EXERCISE DETAILS:
Retype the listing that follows, exactly as written.
## Begin RECORD SET
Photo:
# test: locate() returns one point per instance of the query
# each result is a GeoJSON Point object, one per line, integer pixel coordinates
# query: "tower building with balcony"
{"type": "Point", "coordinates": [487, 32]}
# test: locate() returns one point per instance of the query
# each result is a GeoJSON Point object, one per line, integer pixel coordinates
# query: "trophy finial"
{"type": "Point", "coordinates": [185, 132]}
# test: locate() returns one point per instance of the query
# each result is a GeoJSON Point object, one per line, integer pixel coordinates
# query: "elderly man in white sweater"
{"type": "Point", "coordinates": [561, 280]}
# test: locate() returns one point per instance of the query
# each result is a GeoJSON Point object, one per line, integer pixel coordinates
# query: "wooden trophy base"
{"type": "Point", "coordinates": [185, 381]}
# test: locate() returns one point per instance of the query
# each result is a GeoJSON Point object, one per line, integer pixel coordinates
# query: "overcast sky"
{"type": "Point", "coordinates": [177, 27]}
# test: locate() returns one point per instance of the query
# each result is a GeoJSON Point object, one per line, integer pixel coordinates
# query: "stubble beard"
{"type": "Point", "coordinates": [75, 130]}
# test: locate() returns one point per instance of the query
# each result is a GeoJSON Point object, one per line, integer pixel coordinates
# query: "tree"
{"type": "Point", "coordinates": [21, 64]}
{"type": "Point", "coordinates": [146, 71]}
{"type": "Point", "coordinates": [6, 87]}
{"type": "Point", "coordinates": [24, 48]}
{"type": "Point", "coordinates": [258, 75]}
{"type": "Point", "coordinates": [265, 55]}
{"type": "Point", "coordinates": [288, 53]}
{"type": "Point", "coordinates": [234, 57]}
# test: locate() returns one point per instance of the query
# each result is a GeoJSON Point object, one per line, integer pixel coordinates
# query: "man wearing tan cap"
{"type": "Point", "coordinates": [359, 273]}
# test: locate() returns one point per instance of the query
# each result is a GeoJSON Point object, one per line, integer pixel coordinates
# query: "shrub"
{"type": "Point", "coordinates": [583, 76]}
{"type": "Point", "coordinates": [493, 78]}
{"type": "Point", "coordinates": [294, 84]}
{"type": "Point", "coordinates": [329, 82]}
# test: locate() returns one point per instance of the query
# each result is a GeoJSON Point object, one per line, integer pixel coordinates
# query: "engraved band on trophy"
## End RECORD SET
OUTPUT FOR THIS EXERCISE:
Photo:
# test: locate() returns one point per instance of the query
# each result is a GeoJSON Point object, one per line, integer pixel coordinates
# query: "tower building with balcony"
{"type": "Point", "coordinates": [487, 32]}
# test: locate() returns one point per instance of the query
# each result is a GeoJSON Point object, one per line, integer pixel coordinates
# query: "trophy finial"
{"type": "Point", "coordinates": [185, 132]}
# test: locate() returns one point per instance of the query
# each result is a GeoJSON Point object, one per line, integer pixel coordinates
# query: "elderly man in white sweater"
{"type": "Point", "coordinates": [561, 280]}
# test: locate() returns one point per instance of the query
# each result is a GeoJSON Point object, one per line, integer pixel coordinates
# query: "wooden trophy base"
{"type": "Point", "coordinates": [185, 381]}
# test: locate() returns one point per instance of the query
# each result is a GeoJSON Point object, one per line, integer pixel coordinates
# query: "overcast sky"
{"type": "Point", "coordinates": [177, 27]}
# test: locate() returns one point per instance of the query
# each result is a GeoJSON Point object, one per line, integer pixel coordinates
# query: "stubble beard"
{"type": "Point", "coordinates": [75, 130]}
# test: locate() returns one point per instance of the query
# each result is a GeoJSON Point object, one per line, integer pixel coordinates
# query: "tree"
{"type": "Point", "coordinates": [21, 64]}
{"type": "Point", "coordinates": [146, 71]}
{"type": "Point", "coordinates": [6, 87]}
{"type": "Point", "coordinates": [24, 48]}
{"type": "Point", "coordinates": [258, 75]}
{"type": "Point", "coordinates": [265, 55]}
{"type": "Point", "coordinates": [288, 53]}
{"type": "Point", "coordinates": [234, 57]}
# test: locate() returns one point per instance of the query
# each result is a GeoJSON Point object, one per line, integer pixel coordinates
# query: "man wearing tan cap"
{"type": "Point", "coordinates": [359, 273]}
# test: locate() returns one point per instance of the query
# each result is a GeoJSON Point object, one per line, integer pixel coordinates
# query: "shrub"
{"type": "Point", "coordinates": [583, 76]}
{"type": "Point", "coordinates": [493, 78]}
{"type": "Point", "coordinates": [294, 84]}
{"type": "Point", "coordinates": [329, 82]}
# test: locate() returns one point per instance of the query
# each result is a GeoJSON Point object, one per line, integer pixel coordinates
# query: "engraved band on trophy"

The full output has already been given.